▸ DOCUMENT SECTION
********

Building in Philadelphia

Leader Theater is a historic building located in West Powelton in West Philadelphia. It was added as #100006793 on August 9, 2021 to the National Register of Historic Places.

== History ==
The theater was constructed in 1912 in Philadelphia on Lancaster Ave, and was constructed by John D. Allen. It was built for an estimated cost of $80,000 by Jennie Effinger (nee Pragheimer), a Jewish businesswoman and member of Keneseth Israel who operated also the Strand Theatre in Tioga and several apartments in the city. It was opened on October 23 of that year and had a capacity of 988 people. It was the first motion picture theater in the city to have a theater organ, and was only six months behind New York City, who had also installed their first. Effinger had stated that she was inspired by a rendition of The Storm at the Baptist Temple to get such an organ, in lieu of a piano, for the location.

It was acquired in the early 1920s by Fred G. Nixon-Nirdlinger, and in 1931, it was operated by Warner Bros. Circuit Management Corp. It was remodelled in 1935 by John Eberson.

In 1963, three projectionists sued the theater for alleging job discrimination in favor of African-Americans, who could be paid cheaper wages.

The theater was closed on December 16, 1968. and was subsequently sold to the Police Athletic League. The building itself was cladded in 1971 and from 1987 onwards was used as a discount store. The store later closed and the cladding was removed. Renovations began in early 2023 to restore the building to its historic condition. A community event was held there later that September.

********

▸ WHAT YOU HAVE TO DO
Please answer these questions from the Leader Theater text:
(a) In what year was the theater constructed?
(b) Who remodeled the theater in 1935?
(c) On what date did the theater close?
The entries have nothing to do with the Leader Theater text.

▸ DATASET

********

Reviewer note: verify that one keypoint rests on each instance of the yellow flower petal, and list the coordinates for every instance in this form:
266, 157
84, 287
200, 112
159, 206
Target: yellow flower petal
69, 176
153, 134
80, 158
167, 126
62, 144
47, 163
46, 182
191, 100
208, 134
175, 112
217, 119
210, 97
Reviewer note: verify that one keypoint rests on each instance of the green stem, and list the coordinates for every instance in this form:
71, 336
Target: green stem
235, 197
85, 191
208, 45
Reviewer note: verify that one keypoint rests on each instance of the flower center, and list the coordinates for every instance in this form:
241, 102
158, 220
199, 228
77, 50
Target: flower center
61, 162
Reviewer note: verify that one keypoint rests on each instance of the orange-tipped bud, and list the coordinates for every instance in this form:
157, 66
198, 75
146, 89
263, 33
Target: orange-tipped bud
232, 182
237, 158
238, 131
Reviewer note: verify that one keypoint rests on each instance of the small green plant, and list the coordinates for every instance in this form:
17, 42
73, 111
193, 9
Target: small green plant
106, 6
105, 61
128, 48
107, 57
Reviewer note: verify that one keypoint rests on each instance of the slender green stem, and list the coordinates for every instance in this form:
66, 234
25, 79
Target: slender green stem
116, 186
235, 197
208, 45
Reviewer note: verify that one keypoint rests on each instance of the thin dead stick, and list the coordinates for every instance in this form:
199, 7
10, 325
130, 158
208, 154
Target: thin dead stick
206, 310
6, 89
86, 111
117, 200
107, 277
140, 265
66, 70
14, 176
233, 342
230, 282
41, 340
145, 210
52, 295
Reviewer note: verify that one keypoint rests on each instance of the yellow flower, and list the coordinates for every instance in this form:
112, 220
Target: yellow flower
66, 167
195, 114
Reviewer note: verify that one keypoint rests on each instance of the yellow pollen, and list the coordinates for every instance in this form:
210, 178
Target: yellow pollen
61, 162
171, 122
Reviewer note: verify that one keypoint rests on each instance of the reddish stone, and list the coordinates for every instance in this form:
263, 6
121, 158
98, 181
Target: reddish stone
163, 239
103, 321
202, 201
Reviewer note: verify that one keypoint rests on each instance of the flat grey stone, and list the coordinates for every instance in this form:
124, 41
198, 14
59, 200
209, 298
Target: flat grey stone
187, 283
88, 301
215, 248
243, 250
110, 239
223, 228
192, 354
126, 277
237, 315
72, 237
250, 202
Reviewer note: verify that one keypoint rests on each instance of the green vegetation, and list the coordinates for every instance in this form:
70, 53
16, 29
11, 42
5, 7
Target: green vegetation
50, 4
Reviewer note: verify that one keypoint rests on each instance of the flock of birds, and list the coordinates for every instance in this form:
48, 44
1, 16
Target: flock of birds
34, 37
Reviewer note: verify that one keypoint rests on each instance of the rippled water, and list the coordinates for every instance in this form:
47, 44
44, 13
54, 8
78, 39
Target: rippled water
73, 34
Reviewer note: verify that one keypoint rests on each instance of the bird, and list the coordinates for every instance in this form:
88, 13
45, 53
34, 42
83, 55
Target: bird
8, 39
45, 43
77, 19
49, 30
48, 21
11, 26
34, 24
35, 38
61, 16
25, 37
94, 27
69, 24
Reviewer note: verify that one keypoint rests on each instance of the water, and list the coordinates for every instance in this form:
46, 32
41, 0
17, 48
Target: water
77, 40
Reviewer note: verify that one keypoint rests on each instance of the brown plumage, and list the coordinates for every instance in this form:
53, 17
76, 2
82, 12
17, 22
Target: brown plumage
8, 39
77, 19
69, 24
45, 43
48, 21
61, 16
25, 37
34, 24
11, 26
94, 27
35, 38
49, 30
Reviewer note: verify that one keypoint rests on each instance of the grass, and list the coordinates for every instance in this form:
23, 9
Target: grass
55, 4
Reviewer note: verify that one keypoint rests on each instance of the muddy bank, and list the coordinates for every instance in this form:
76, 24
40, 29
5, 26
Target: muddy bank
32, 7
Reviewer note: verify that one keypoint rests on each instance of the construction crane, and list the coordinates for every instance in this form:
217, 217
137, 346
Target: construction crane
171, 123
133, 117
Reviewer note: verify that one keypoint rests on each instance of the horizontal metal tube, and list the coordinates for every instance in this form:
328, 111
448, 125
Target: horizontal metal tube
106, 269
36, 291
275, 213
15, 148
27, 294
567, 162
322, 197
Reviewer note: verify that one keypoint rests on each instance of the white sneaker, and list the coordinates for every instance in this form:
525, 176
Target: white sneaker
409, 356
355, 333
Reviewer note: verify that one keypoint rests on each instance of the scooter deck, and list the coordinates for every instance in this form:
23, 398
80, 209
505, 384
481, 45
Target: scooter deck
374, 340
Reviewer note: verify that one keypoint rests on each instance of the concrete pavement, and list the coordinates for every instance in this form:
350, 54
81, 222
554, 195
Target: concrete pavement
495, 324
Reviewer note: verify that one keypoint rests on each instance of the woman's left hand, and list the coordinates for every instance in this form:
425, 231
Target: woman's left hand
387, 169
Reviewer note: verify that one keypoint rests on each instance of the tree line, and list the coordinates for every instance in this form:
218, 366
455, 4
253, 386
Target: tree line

********

▸ EXPECTED ANSWER
(a) 1912
(b) John Eberson
(c) December 16, 1968